◆ WRITTEN EXERCISE ◆
Only the run of lines from the one containing "of the parked" through the last line should be returned, exactly as written.

Items listed in a dataset
● ● ●

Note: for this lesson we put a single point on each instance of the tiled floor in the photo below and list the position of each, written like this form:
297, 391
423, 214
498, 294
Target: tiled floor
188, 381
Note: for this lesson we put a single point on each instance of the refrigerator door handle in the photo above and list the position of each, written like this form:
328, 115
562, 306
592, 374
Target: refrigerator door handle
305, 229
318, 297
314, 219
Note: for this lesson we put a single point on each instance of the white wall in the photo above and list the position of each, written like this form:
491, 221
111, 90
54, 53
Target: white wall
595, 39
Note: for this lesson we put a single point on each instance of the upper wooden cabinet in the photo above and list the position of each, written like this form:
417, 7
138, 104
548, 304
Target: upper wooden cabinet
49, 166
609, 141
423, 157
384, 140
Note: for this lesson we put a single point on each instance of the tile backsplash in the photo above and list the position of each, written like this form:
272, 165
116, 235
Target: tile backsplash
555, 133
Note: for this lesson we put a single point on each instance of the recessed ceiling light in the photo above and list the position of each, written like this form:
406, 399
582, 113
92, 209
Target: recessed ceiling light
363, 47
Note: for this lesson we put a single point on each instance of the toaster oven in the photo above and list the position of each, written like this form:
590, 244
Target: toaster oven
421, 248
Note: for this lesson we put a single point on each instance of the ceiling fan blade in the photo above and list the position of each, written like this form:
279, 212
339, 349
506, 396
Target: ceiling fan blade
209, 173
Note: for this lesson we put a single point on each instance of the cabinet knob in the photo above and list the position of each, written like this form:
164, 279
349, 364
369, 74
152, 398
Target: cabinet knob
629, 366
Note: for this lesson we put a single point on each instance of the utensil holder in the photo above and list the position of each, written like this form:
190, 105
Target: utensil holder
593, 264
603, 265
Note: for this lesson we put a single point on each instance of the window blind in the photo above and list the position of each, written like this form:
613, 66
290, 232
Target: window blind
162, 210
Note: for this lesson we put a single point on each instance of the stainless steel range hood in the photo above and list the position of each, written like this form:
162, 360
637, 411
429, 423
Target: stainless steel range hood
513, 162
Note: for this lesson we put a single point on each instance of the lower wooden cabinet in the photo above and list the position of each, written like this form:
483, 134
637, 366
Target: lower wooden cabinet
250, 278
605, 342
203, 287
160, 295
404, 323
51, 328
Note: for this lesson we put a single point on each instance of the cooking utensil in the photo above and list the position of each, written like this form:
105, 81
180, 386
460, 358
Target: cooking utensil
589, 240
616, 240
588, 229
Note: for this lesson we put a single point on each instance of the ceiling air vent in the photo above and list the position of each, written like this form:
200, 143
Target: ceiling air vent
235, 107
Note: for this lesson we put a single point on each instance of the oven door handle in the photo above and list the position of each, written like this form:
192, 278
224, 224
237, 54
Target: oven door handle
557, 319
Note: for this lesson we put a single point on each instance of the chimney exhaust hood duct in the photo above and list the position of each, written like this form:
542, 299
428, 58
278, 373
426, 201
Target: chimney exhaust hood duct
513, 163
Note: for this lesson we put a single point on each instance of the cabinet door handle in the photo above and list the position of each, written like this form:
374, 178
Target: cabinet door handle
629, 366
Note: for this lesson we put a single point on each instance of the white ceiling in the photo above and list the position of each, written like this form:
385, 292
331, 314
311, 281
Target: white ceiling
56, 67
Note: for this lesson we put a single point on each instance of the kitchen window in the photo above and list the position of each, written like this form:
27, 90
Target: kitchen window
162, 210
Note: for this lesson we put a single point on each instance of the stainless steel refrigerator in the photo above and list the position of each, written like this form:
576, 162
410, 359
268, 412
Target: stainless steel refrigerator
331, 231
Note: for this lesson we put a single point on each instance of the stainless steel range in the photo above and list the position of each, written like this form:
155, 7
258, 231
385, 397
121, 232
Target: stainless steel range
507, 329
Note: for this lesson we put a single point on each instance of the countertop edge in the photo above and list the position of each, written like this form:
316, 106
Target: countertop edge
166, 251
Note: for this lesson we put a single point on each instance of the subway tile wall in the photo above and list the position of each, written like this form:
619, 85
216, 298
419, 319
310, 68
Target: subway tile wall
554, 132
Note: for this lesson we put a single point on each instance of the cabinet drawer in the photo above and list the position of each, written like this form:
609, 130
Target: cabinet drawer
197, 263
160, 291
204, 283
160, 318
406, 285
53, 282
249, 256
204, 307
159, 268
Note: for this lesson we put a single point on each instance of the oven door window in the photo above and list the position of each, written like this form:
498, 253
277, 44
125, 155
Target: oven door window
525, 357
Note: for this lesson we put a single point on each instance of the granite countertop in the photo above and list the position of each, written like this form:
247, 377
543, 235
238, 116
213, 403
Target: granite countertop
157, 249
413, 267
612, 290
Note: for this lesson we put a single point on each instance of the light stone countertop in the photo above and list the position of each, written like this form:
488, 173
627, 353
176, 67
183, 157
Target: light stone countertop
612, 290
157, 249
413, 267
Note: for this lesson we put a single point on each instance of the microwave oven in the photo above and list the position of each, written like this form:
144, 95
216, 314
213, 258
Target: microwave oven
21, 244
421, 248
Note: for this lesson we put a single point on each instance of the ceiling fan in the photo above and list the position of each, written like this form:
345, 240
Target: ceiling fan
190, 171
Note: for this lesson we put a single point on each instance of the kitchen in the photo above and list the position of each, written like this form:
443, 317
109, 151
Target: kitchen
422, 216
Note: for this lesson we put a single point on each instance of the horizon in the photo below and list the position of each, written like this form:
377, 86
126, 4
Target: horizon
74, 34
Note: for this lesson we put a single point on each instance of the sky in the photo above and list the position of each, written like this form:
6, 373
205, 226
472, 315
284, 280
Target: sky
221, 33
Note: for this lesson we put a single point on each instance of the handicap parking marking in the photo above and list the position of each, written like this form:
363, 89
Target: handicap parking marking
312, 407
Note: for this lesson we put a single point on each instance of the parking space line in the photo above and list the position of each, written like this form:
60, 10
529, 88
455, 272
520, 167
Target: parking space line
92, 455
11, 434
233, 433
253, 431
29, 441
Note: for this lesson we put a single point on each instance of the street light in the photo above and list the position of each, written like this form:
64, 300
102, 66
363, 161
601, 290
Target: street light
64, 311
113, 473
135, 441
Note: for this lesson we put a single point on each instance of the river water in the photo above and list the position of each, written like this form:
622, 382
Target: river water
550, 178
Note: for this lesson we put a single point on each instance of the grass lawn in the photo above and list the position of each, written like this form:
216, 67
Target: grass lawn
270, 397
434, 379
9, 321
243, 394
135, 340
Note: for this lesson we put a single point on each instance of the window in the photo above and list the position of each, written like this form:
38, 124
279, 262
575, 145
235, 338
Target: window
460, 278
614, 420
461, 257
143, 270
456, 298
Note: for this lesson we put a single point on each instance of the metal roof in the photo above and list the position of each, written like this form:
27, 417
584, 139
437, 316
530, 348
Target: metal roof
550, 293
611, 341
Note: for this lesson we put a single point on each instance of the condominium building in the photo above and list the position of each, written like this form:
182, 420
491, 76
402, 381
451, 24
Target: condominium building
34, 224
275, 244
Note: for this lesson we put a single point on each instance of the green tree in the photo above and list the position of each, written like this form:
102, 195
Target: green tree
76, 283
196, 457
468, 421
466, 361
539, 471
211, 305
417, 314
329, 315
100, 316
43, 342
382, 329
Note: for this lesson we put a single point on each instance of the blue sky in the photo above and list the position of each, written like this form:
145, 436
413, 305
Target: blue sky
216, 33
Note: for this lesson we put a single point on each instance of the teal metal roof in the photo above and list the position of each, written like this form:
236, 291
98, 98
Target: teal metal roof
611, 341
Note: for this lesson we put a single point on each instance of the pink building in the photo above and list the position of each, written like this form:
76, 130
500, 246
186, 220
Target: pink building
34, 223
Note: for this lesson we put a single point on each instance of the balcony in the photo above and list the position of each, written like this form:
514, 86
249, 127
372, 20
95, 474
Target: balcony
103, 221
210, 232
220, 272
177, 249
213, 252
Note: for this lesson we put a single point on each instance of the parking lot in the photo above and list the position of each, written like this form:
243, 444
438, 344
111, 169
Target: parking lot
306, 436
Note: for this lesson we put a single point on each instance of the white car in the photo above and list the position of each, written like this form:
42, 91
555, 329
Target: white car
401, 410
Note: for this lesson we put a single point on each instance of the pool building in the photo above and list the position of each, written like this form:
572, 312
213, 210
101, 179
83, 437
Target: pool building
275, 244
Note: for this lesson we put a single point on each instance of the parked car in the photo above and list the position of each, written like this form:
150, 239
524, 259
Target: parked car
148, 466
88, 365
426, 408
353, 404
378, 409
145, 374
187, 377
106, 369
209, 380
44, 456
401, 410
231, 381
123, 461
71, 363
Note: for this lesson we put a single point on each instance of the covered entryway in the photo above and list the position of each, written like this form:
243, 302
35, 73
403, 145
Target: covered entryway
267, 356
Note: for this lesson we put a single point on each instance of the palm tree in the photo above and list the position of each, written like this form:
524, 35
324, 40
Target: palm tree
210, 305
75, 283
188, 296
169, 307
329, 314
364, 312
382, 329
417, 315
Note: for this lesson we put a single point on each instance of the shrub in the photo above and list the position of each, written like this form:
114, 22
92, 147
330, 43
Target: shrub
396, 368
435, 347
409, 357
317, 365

● ● ●

◆ RESPONSE TO THE EXERCISE ◆
Note: for this lesson we put a single point on each instance of the parked car in the photo above and list the position of each, written like this form:
150, 239
524, 259
Target: parked car
148, 466
88, 365
426, 408
353, 404
378, 409
145, 374
187, 377
106, 369
209, 380
44, 456
401, 410
231, 381
123, 461
71, 363
Note: for this lesson we put a single point on each instance of the covered entryway in the photo above and list the position of each, written like this form:
243, 302
35, 73
403, 145
Target: covered entryway
267, 356
Note: for this lesson we put a single point on each instance of the palm tree in the photo above and list the position of each, written like this form:
524, 35
324, 40
Target: palm tree
210, 305
75, 283
188, 296
169, 307
329, 314
364, 312
382, 329
417, 315
Note: for this lesson we put a single point on each instance of the shrub in the photo above and list the position of each, written like this form:
114, 22
92, 147
330, 43
Target: shrub
396, 368
435, 347
409, 357
317, 365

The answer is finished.